── Data for this exercise

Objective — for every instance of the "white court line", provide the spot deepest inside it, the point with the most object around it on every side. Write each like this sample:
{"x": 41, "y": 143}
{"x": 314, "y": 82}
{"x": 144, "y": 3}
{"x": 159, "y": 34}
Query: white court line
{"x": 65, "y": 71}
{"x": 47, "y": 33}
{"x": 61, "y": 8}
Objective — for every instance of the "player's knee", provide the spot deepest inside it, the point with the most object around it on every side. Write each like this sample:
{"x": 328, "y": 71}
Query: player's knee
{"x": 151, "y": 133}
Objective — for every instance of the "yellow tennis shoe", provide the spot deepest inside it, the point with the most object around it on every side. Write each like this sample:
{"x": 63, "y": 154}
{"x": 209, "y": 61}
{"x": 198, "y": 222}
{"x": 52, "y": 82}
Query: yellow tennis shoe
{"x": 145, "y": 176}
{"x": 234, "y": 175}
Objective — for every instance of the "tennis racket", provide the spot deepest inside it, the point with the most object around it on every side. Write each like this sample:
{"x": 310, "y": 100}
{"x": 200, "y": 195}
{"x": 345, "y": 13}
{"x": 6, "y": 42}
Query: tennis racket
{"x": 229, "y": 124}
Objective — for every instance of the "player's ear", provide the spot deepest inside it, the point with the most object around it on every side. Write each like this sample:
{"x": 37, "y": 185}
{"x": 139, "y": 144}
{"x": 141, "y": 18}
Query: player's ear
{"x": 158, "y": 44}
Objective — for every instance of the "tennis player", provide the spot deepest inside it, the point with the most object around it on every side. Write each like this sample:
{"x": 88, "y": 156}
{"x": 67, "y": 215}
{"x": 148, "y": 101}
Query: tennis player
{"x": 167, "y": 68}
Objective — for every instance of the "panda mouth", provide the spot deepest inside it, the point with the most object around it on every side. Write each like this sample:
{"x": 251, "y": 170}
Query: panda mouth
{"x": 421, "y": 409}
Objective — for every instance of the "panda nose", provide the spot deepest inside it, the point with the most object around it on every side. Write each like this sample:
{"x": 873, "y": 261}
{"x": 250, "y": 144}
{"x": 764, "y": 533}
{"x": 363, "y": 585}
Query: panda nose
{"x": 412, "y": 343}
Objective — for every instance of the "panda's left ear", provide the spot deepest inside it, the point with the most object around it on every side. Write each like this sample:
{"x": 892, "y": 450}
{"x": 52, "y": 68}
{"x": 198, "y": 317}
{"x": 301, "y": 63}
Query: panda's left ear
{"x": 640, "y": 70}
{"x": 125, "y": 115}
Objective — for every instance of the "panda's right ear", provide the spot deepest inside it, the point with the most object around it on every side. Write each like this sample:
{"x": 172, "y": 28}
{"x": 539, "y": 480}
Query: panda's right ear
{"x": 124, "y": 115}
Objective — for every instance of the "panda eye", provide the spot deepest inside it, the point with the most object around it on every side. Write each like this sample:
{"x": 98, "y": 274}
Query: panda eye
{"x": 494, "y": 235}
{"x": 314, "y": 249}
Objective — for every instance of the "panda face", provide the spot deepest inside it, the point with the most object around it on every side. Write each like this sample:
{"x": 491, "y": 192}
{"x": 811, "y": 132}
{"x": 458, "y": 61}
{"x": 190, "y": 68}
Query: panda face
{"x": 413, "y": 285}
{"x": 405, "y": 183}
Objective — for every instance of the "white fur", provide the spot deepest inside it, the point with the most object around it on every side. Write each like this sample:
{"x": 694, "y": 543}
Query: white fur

────

Task requirements
Quote the data above in full, changing nothing.

Result
Objective — for every instance of the "white court line", provide the spot deepest inside it, the point with the most object around it on every side. Write each like this sample:
{"x": 41, "y": 143}
{"x": 314, "y": 82}
{"x": 144, "y": 3}
{"x": 159, "y": 34}
Query: white court line
{"x": 65, "y": 71}
{"x": 47, "y": 33}
{"x": 61, "y": 8}
Objective — for every instance of the "player's knee", provide the spot deepest inside it, the point with the most object around it on every side. Write each like this sample:
{"x": 328, "y": 71}
Query: player's knee
{"x": 151, "y": 133}
Objective — for every instance of the "yellow tennis shoe", provide the spot deepest inside it, the point with the most object around it on every side. Write each like this sample:
{"x": 63, "y": 154}
{"x": 209, "y": 61}
{"x": 198, "y": 222}
{"x": 52, "y": 82}
Query: yellow tennis shoe
{"x": 145, "y": 176}
{"x": 234, "y": 175}
Objective — for every instance of the "tennis racket", provide the spot deepest inside it, the point with the most object around it on every side. Write each like this sample:
{"x": 310, "y": 100}
{"x": 200, "y": 195}
{"x": 345, "y": 13}
{"x": 6, "y": 42}
Query: tennis racket
{"x": 229, "y": 124}
Objective — for every instance of the "player's ear", provide the spot deepest inside it, the point with the most object around it on every side. Write each like this sample:
{"x": 37, "y": 185}
{"x": 139, "y": 144}
{"x": 141, "y": 18}
Query: player's ear
{"x": 158, "y": 44}
Objective — for every instance of the "tennis player", provide the spot deepest inside it, the point with the most object around it on every side. Write each like this sample:
{"x": 88, "y": 156}
{"x": 67, "y": 215}
{"x": 148, "y": 101}
Query: tennis player
{"x": 167, "y": 68}
Objective — for every instance of the "panda mouth", provide the spot deepest inside it, the point with the most object around it on every side. Write each like this sample:
{"x": 251, "y": 170}
Query: panda mouth
{"x": 421, "y": 409}
Objective — for every instance of the "panda nose", provide the spot deepest inside it, the point with the most object around it on every side. Write each like this sample:
{"x": 873, "y": 261}
{"x": 250, "y": 144}
{"x": 764, "y": 533}
{"x": 363, "y": 585}
Query: panda nose
{"x": 412, "y": 343}
Objective — for every instance of the "panda's left ear", provide the spot deepest inside it, the point with the most object around it on every side. Write each like this sample:
{"x": 892, "y": 450}
{"x": 52, "y": 68}
{"x": 198, "y": 317}
{"x": 301, "y": 63}
Query: panda's left ear
{"x": 640, "y": 70}
{"x": 125, "y": 115}
Objective — for every instance of the "panda's right ear", provide the spot deepest inside it, the point with the most object around it on every side. Write each like this sample:
{"x": 172, "y": 28}
{"x": 539, "y": 480}
Query: panda's right ear
{"x": 124, "y": 115}
Objective — for every instance of the "panda eye", provide the spot deepest inside it, the point with the most object around it on every side. Write each like this sample:
{"x": 98, "y": 274}
Query: panda eye
{"x": 494, "y": 235}
{"x": 314, "y": 249}
Objective — for every instance of the "panda face", provide the spot deepest inside it, the point with the most object around it on every side. Write each like this sample:
{"x": 491, "y": 192}
{"x": 811, "y": 132}
{"x": 458, "y": 61}
{"x": 190, "y": 68}
Query: panda face
{"x": 413, "y": 285}
{"x": 405, "y": 183}
Objective — for every instance of the "white fur", provide the spot deepest inside it, the point with the most object around it on every side. Write each like this sample:
{"x": 694, "y": 543}
Query: white fur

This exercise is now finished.